> _PROMPT_:
Write out the passage below on attacks against famous works of art in full, word for word.

> _TEXT_:
The Mona Lisa, for example, has been damaged three times since 1956: in that year it was doused in acid and later had a rock thrown at it, while in 1974 red paint was sprayed at it and in 2009 a mug bought from the Louvre’s giftshop was used as a projectile against it. The last two attempts were by a woman protesting at the lack of disabled access to the museum and a Russian woman who had been refused French citizenship.

Rembrandt’s The Night Watch suffered three twentieth-century attacks: a navy cook took a knife to it in 1911; in 1975 it received more extensive slashing damage in a second knife attack; while in 1990 it was sprayed with acid.

In 1987 a man protesting at the “political, social and economic conditions in Britain” went to the National Gallery and from a distance of seven feet blasted Leonardo’s drawing for The Virgin and Child with Saint Anne and Saint John the Baptist with a shotgun.

In 1974 an art dealer sprayed “kill lies all” on Picasso’s Guernica in protest at President Nixon offering a pardon to William Calley, the US army officer convicted of the My Lai massacre. Works by, among others, Michelangelo, Velázquez, Rodin, Malevich, Rothko, Lichtenstein and Mondrian have all attracted the attention of vandals motivated by mental instability or political activism or both.

Most attacks are one-offs but between 1977 and 2006, Hans-Joachim Bohlmann, a German with a long history of mental issues, made a career of attacking works of art. In all he damaged more than 50 paintings, including works by Rembrandt, Rubens, Dürer, Cranach and Klee, as well as desecrating gravestones, cutting down some 600 trees, killing a bevy of swans, slashing lorry tyres and burning buildings. During the course of his 30-year spree he is estimated to have caused some €138 million of damage to works of art.

> _EXTRACTED ENTRIES_:

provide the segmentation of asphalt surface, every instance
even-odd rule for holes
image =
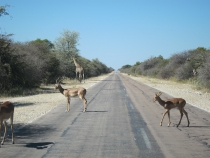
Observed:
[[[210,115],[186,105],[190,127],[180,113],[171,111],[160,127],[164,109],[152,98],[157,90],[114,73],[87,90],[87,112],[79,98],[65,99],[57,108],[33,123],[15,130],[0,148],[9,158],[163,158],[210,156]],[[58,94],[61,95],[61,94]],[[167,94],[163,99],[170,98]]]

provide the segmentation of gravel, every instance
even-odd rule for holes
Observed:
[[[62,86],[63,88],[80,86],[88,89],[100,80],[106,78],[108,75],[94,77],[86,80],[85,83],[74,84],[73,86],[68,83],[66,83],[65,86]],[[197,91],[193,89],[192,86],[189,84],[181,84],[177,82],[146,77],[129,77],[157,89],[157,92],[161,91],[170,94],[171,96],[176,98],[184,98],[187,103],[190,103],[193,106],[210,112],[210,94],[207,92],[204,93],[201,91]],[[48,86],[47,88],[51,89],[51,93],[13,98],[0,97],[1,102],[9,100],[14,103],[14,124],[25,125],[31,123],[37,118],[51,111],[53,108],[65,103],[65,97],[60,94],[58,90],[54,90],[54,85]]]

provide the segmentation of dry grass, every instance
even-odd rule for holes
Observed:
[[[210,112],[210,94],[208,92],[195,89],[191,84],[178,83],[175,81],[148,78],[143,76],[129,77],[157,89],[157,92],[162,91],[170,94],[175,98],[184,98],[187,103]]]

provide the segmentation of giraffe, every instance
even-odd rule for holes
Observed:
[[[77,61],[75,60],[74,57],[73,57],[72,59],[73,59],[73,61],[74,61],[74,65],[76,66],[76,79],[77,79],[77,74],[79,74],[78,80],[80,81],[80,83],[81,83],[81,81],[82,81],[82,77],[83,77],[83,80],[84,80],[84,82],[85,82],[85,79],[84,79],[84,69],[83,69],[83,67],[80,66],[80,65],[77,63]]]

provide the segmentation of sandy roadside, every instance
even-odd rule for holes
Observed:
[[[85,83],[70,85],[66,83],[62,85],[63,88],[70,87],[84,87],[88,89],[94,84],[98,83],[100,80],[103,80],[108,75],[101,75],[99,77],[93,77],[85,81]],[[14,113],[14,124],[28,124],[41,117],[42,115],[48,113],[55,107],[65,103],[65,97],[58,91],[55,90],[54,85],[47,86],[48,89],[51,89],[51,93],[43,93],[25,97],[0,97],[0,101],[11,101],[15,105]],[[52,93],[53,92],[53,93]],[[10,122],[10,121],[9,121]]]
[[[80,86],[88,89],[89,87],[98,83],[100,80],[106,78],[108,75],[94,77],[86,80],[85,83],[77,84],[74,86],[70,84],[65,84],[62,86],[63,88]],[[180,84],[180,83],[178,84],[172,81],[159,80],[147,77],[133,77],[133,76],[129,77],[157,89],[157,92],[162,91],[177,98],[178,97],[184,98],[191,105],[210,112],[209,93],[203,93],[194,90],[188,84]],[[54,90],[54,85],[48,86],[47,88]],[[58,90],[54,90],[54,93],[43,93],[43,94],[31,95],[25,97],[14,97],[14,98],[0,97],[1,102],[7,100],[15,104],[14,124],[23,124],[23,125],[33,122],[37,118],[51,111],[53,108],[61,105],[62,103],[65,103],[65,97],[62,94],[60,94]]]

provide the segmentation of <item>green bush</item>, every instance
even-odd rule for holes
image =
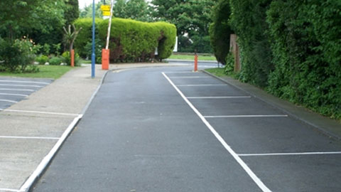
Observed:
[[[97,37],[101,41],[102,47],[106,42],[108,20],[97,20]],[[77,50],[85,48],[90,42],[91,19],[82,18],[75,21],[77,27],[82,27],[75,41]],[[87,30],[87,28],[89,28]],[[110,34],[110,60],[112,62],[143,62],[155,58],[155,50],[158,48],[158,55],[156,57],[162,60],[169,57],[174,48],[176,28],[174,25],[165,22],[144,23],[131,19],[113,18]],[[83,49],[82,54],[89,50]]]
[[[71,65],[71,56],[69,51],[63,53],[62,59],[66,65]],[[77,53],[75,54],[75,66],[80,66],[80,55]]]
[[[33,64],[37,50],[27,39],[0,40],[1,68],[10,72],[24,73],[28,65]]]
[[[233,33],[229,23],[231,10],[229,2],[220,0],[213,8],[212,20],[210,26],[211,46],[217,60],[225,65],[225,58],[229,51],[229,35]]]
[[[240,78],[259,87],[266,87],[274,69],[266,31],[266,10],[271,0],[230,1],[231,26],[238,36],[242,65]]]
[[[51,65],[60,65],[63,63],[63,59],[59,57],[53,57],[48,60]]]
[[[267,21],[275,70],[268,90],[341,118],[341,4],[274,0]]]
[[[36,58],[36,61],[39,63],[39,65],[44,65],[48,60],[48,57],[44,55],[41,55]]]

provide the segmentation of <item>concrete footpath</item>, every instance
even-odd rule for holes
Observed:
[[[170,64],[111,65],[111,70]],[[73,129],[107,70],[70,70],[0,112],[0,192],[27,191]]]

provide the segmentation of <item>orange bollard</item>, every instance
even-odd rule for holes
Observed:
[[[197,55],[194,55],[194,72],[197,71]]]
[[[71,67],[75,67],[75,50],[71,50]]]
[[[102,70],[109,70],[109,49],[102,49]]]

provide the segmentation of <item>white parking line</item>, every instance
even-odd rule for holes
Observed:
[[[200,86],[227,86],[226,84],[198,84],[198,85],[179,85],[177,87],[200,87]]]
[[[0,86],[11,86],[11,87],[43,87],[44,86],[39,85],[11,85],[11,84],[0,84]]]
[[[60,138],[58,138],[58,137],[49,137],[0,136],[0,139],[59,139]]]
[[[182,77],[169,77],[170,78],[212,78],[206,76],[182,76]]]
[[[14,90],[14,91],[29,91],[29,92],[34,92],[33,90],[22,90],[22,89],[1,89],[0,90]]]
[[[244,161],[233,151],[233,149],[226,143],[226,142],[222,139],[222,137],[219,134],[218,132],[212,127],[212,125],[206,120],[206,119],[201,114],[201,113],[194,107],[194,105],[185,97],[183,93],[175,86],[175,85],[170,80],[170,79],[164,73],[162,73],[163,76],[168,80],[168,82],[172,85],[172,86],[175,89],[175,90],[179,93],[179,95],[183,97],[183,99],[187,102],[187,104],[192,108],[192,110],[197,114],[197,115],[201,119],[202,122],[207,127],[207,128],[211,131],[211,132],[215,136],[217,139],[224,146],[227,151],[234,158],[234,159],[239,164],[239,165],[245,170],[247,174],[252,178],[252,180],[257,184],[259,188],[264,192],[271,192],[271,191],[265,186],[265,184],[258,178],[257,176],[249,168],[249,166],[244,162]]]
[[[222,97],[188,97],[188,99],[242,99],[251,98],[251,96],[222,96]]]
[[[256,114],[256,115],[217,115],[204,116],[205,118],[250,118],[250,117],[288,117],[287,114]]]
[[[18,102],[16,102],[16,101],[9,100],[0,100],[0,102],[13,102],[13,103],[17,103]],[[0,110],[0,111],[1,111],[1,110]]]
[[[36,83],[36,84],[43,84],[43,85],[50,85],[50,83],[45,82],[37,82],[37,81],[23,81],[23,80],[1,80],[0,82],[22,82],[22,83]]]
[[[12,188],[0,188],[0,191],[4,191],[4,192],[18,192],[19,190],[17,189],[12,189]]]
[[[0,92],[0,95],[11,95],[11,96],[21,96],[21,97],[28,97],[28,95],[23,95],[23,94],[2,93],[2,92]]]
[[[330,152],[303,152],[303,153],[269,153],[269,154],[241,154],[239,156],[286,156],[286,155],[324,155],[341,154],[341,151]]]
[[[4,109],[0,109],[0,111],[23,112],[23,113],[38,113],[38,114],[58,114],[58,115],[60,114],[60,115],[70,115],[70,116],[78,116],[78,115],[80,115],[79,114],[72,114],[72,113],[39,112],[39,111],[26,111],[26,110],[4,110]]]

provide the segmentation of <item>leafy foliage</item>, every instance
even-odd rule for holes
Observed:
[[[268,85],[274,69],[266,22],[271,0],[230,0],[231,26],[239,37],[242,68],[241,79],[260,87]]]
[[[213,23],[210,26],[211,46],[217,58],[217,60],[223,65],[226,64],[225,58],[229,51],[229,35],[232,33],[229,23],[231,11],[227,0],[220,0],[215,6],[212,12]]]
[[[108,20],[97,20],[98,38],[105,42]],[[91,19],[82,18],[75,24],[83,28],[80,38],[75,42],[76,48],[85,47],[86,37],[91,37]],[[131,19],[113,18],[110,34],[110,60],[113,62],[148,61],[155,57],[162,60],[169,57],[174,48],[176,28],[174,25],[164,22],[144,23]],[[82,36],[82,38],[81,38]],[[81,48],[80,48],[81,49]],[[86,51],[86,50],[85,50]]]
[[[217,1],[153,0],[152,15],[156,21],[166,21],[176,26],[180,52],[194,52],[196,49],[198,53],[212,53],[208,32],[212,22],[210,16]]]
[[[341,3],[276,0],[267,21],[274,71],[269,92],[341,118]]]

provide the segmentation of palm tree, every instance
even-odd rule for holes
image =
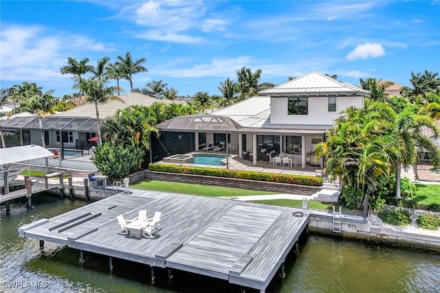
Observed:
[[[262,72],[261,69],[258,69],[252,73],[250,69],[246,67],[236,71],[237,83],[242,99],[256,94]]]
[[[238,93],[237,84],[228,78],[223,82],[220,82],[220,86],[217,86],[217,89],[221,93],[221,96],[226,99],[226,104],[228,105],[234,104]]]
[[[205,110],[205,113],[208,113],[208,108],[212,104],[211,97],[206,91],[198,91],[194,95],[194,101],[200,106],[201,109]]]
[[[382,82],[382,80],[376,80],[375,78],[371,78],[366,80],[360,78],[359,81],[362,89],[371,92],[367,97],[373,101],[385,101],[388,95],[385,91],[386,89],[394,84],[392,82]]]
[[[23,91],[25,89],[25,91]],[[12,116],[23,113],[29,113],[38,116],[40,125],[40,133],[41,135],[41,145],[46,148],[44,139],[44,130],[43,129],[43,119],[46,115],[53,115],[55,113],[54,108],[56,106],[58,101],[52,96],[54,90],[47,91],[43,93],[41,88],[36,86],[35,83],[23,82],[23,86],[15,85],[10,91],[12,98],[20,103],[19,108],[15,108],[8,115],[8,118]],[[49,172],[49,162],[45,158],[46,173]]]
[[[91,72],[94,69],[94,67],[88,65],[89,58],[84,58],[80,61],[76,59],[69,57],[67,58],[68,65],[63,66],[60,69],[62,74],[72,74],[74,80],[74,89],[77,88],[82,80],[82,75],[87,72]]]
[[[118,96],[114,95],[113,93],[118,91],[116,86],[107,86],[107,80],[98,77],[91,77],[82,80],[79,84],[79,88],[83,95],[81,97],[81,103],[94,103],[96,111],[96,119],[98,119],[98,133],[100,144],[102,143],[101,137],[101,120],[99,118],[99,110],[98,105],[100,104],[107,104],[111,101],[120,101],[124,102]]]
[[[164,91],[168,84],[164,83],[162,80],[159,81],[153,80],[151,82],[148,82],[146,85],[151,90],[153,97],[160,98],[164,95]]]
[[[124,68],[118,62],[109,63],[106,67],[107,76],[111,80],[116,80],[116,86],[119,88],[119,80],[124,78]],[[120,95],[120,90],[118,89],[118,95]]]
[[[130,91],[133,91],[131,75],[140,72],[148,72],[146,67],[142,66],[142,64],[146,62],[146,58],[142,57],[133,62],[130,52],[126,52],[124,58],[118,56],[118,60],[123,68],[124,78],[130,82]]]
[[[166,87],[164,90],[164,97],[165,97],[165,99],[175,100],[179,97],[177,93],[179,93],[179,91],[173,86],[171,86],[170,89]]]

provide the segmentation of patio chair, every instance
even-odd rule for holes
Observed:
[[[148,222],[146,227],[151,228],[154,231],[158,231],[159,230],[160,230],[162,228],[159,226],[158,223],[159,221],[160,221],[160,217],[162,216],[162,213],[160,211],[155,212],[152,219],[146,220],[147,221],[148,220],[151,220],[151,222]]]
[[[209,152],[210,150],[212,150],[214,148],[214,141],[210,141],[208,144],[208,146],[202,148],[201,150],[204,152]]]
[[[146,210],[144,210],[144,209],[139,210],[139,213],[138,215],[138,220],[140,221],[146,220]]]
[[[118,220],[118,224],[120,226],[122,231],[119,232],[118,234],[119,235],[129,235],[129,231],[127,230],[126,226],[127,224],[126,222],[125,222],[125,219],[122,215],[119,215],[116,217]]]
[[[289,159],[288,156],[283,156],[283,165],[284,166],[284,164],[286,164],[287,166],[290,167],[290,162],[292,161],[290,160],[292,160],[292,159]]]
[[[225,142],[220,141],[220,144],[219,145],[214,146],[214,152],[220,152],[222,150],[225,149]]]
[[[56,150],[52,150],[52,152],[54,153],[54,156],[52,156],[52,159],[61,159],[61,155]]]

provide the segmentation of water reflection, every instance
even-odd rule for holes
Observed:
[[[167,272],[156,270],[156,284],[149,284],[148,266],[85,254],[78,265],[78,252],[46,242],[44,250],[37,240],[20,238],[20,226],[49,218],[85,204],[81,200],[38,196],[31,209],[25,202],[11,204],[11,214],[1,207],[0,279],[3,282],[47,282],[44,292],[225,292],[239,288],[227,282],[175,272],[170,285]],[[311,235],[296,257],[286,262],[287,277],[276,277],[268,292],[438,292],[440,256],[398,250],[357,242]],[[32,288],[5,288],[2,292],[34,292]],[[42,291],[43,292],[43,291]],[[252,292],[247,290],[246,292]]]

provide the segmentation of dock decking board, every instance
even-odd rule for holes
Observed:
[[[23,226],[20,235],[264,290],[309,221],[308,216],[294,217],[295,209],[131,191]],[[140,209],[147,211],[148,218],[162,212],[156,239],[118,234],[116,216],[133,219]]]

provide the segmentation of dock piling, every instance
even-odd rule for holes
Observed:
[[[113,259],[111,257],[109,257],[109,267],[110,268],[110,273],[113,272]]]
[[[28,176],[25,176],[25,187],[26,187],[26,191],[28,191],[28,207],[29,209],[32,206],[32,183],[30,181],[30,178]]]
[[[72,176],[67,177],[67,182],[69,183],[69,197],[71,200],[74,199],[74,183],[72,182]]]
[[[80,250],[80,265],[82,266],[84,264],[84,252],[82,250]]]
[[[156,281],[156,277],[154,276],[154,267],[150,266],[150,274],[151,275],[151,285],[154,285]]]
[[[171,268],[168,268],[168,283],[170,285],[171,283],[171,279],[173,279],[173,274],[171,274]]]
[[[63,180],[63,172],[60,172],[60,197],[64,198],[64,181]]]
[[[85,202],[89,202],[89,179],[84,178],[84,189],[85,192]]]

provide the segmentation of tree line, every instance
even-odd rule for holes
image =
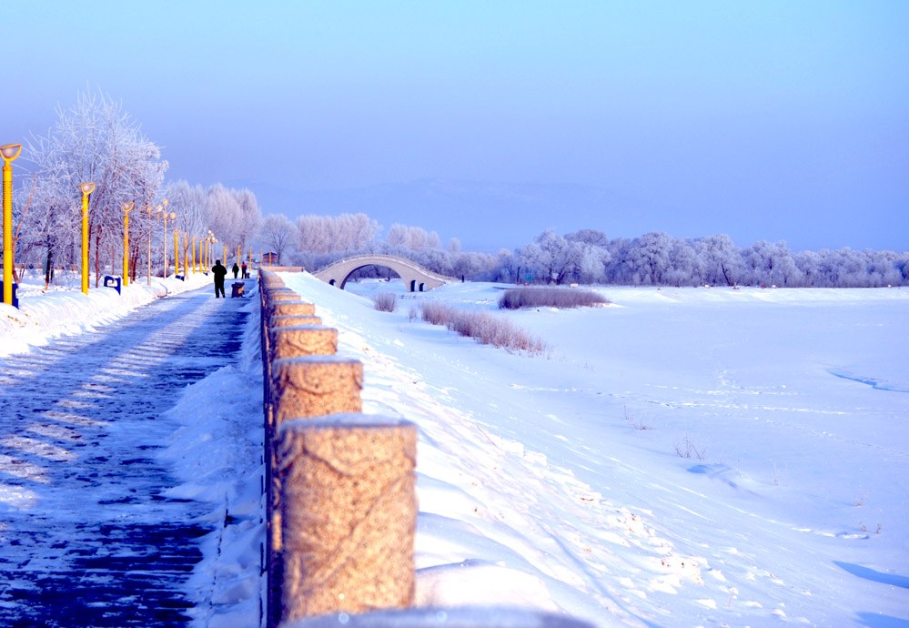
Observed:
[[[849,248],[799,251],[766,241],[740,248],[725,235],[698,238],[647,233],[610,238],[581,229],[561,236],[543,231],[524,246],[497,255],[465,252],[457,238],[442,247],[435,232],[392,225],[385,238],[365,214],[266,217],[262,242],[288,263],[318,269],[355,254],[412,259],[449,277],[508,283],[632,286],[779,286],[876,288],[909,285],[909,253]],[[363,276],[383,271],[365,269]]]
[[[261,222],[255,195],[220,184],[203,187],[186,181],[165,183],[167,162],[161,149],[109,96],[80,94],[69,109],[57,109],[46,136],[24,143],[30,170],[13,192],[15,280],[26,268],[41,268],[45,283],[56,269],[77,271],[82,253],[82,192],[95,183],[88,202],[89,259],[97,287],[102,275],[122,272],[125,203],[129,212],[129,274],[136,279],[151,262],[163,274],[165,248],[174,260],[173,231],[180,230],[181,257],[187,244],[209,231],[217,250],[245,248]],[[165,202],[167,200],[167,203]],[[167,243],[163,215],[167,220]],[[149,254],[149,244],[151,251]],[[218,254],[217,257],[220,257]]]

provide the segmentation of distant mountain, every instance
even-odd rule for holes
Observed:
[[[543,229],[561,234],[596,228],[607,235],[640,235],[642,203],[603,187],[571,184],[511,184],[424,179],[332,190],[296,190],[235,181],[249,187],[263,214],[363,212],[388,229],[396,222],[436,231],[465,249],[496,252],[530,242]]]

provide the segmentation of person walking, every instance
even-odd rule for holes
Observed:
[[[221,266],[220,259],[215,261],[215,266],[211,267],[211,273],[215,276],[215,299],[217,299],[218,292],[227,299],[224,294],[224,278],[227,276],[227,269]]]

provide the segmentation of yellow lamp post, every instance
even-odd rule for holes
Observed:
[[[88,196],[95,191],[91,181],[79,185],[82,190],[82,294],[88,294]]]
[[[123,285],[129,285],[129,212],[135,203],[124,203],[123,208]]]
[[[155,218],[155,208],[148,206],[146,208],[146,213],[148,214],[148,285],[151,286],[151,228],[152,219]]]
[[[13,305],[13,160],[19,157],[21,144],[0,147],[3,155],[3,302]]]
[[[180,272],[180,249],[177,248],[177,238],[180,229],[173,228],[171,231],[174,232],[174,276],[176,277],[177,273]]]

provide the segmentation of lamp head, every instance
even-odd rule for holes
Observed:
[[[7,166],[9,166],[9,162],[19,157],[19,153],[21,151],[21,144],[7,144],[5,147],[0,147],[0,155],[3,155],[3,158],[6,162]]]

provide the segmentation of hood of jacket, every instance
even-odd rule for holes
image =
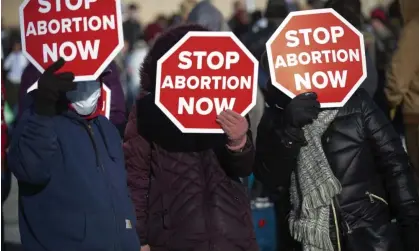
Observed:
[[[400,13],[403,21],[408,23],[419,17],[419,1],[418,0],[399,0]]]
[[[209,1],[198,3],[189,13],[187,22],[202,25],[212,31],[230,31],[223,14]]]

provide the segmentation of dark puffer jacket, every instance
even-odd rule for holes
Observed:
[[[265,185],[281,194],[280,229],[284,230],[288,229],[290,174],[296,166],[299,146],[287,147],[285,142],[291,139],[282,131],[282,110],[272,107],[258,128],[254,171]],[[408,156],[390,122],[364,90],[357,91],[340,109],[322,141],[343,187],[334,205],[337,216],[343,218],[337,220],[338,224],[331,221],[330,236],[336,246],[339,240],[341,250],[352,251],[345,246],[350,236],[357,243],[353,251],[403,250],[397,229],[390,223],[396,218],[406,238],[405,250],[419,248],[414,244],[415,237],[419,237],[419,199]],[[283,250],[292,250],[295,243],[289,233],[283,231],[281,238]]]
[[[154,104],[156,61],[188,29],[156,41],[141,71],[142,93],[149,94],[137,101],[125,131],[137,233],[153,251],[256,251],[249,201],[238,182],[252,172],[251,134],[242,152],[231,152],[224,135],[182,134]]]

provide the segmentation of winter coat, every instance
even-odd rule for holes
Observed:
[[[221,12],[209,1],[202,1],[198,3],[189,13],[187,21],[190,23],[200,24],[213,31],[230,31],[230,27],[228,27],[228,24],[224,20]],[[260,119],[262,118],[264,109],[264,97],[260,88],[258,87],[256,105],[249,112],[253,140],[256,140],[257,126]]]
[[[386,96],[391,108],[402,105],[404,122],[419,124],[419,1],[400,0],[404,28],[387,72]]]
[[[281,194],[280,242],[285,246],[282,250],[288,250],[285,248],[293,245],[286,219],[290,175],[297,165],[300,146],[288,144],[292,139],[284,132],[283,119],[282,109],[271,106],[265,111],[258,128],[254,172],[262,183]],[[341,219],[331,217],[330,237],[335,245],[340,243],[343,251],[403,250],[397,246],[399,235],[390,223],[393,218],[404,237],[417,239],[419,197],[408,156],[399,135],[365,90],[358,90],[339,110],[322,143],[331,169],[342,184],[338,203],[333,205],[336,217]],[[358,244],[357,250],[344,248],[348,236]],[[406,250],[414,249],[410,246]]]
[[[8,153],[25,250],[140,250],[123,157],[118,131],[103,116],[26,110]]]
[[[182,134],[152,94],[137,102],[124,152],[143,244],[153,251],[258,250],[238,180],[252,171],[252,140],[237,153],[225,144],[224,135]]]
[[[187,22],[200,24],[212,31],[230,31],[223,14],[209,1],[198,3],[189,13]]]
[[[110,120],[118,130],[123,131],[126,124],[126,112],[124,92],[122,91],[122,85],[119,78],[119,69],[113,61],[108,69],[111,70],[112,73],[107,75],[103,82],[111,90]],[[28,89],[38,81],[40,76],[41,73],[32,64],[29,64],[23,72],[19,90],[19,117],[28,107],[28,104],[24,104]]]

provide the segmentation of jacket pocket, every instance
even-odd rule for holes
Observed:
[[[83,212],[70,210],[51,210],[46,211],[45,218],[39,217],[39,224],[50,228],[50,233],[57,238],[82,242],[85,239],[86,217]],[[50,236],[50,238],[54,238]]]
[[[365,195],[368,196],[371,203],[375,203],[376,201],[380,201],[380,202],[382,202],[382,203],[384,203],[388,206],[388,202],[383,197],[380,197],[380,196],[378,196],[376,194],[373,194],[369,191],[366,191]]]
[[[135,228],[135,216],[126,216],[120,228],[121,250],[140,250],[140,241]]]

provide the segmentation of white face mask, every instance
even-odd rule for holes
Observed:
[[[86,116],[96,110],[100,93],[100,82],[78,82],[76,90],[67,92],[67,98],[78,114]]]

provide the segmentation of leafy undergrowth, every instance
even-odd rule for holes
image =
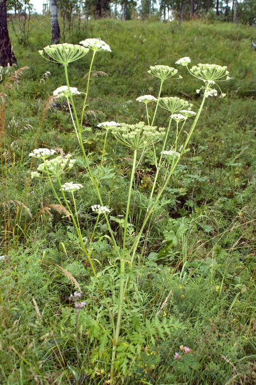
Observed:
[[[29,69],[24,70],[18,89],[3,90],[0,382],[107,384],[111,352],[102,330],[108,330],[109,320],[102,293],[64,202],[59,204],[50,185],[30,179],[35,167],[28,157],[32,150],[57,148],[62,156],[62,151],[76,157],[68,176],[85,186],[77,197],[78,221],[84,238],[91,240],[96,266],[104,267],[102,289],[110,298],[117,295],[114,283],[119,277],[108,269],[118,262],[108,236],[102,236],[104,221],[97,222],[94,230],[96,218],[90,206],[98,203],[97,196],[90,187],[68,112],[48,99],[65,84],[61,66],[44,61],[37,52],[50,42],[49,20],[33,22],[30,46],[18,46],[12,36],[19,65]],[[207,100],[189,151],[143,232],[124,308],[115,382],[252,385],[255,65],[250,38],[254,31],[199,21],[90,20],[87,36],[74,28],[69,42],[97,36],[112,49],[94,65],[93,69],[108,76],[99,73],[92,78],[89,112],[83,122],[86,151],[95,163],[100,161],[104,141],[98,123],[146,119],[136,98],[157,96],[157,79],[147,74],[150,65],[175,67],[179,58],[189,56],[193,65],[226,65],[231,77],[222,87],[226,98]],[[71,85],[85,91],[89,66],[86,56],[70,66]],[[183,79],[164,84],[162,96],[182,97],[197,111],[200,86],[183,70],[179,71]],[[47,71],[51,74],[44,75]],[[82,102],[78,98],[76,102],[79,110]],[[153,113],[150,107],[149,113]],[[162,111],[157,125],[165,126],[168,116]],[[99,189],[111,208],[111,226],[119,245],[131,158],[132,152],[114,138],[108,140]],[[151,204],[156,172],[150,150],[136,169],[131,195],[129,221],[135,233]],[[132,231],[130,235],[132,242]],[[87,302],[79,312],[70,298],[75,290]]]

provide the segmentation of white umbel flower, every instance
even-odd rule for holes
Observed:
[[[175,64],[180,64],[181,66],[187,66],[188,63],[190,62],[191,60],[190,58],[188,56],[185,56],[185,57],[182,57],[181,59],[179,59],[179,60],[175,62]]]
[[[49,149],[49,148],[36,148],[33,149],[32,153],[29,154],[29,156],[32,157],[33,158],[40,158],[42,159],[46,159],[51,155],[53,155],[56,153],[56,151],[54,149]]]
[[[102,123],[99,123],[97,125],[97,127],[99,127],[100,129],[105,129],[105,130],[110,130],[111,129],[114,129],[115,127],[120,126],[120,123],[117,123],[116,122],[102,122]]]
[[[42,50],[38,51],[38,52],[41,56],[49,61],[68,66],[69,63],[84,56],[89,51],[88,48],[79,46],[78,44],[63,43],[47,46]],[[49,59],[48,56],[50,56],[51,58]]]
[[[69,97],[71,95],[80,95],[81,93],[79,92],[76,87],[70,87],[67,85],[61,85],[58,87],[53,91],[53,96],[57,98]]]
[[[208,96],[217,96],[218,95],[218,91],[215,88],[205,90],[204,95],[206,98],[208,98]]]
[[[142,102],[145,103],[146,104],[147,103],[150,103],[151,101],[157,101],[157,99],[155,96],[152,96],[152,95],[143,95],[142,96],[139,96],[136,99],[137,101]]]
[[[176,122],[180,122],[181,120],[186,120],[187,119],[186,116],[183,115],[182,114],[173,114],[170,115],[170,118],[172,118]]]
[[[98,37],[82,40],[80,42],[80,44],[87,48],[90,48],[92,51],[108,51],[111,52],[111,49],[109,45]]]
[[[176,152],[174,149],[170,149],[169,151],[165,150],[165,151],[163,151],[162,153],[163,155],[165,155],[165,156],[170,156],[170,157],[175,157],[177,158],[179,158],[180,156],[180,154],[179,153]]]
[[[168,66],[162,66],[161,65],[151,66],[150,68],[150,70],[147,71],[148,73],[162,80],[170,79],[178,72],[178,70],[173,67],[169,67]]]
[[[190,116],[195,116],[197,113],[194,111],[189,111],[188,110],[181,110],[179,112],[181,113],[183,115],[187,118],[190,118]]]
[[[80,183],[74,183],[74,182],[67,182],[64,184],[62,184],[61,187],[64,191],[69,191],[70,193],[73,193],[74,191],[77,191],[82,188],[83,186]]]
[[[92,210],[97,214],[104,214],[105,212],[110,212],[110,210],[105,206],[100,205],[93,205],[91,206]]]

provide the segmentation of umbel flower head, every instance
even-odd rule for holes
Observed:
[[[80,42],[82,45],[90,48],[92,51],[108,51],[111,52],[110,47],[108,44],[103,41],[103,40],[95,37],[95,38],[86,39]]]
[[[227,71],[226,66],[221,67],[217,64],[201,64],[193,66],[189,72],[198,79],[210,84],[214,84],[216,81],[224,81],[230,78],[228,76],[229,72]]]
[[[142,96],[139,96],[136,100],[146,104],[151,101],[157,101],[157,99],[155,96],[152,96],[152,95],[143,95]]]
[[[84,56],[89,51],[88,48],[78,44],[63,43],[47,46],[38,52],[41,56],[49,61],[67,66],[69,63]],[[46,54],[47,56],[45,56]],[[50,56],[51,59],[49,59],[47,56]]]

> _RESULT OF THIS EXERCISE_:
The Mona Lisa, for example, has been damaged three times since 1956: in that year it was doused in acid and later had a rock thrown at it, while in 1974 red paint was sprayed at it and in 2009 a mug bought from the Louvre’s giftshop was used as a projectile against it. The last two attempts were by a woman protesting at the lack of disabled access to the museum and a Russian woman who had been refused French citizenship.

Rembrandt’s The Night Watch suffered three twentieth-century attacks: a navy cook took a knife to it in 1911; in 1975 it received more extensive slashing damage in a second knife attack; while in 1990 it was sprayed with acid.

In 1987 a man protesting at the “political, social and economic conditions in Britain” went to the National Gallery and from a distance of seven feet blasted Leonardo’s drawing for The Virgin and Child with Saint Anne and Saint John the Baptist with a shotgun.

In 1974 an art dealer sprayed “kill lies all” on Picasso’s Guernica in protest at President Nixon offering a pardon to William Calley, the US army officer convicted of the My Lai massacre. Works by, among others, Michelangelo, Velázquez, Rodin, Malevich, Rothko, Lichtenstein and Mondrian have all attracted the attention of vandals motivated by mental instability or political activism or both.

Most attacks are one-offs but between 1977 and 2006, Hans-Joachim Bohlmann, a German with a long history of mental issues, made a career of attacking works of art. In all he damaged more than 50 paintings, including works by Rembrandt, Rubens, Dürer, Cranach and Klee, as well as desecrating gravestones, cutting down some 600 trees, killing a bevy of swans, slashing lorry tyres and burning buildings. During the course of his 30-year spree he is estimated to have caused some €138 million of damage to works of art.